**TEXTAUSZUG**
Wie ungerecht behandelt sich die klagenden Teams fühlen, zeigt sich auch daran, wie groß die Anti-Ferrari-Allianz ist. Die einzigen beiden Rennställe außer Ferrari, die das Protestschreiben nicht mit unterzeichnet haben, sind die Ferrari-Kunden Alfa Romeo und Haas, die von den Italienern mit Motoren beliefert werden. Dass sieben von zehn Rennställe sich vereinen, ist ungewöhnlich im "Haifischbecken" Formel 1, in dem jeder - wie der Fall Ferrari nur zu gut beweist - seinen eigenen Vorteil sucht. Das gilt für die Rennställe genauso wie für die Fahrer.
Toto Wolff: "Eine Riesensauerei"
"Wenn sie wirklich betrogen haben, wären 10 oder 20 Millionen viel zu billig", zitierte das Automagazin "auto, motor und sport" auf seiner Online-Seite Red-Bull-Motorsportchef Helmut Marko. "Das Verhalten der FIA ist der eigentliche Skandal", wird Marko auf der Internetseite von "LaOla-TV" zitiert. "Wir müssten Christian Horner [Teamchef von Red Bull Racing - Anm. d. Red.] anweisen, auf 24 Mill. Dollar Preisgelder zu klagen, die uns für Platz zwei in der Konstrukteurswertung zugestanden wären, hätte man Ferrari entsprechend bestraft. Es ist eigentlich unglaublich, was da von einem 'Settlement' geschrieben wird."
Auch Mercedes-Teamchef Toto Wolff war außer sich: "Die ganze Sache ist eine Riesensauerei", sagte er. "Es ist nicht in Ordnung, was Ferrari machte, aber noch weniger, wie die FIA das behandelt."
Über Konsequenzen und Sanktionen wird nun spekuliert. Ferrari könnte im Nachhinein WM-Punkte verlieren und damit auch den zweiten Platz im Team-Klassement der Vorsaison, das die Verteilung der Prämien an die Rennställe festlegt. Spruchreif ist aber noch nichts. Nur eine "Sanktion" gab es bereits: Teil des Deals mit der FIA ist, dass Ferrari den Weltverband finanziell dabei unterstützen soll, CO2-Emissionen zu erforschen und umweltfreundliche Kraftstoffe zu entwickeln. Eine Art verdeckte Geldstrafe? Schließlich sind das keine ganz billigen Vorhaben. Zumindest handelt es sich um eine "Bestrafung", die den vermeintlich Geschädigten nicht ausreicht.

**AUFGABE**
Schreibe den Abschnitt des Textauszugs über die Ferrari-Affäre neu, der mit den Worten beginnt, die „Über Konsequenzen und“ enthalten, und mit „Geschädigten nicht ausreicht.“ schließt. Ersetze darin „Weltverband“ durch „Automobil-Weltverband“.

**DATENMATERIAL**
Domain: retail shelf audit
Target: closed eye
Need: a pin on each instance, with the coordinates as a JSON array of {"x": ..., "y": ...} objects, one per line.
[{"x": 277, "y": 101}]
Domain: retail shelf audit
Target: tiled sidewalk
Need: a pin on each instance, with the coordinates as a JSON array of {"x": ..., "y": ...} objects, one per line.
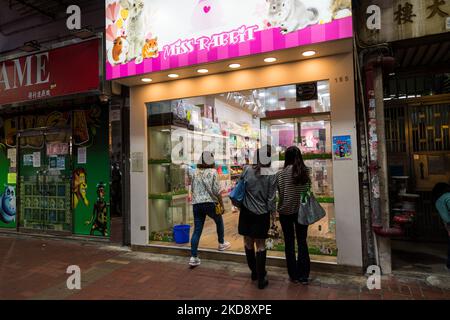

**ANTWORT**
Über Konsequenzen und Sanktionen wird nun spekuliert. Ferrari könnte im Nachhinein WM-Punkte verlieren und damit auch den zweiten Platz im Team-Klassement der Vorsaison, das die Verteilung der Prämien an die Rennställe festlegt. Spruchreif ist aber noch nichts. Nur eine "Sanktion" gab es bereits: Teil des Deals mit der FIA ist, dass Ferrari den Automobil-Weltverband finanziell dabei unterstützen soll, CO2-Emissionen zu erforschen und umweltfreundliche Kraftstoffe zu entwickeln. Eine Art verdeckte Geldstrafe? Schließlich sind das keine ganz billigen Vorhaben. Zumindest handelt es sich um eine "Bestrafung", die den vermeintlich Geschädigten nicht ausreicht.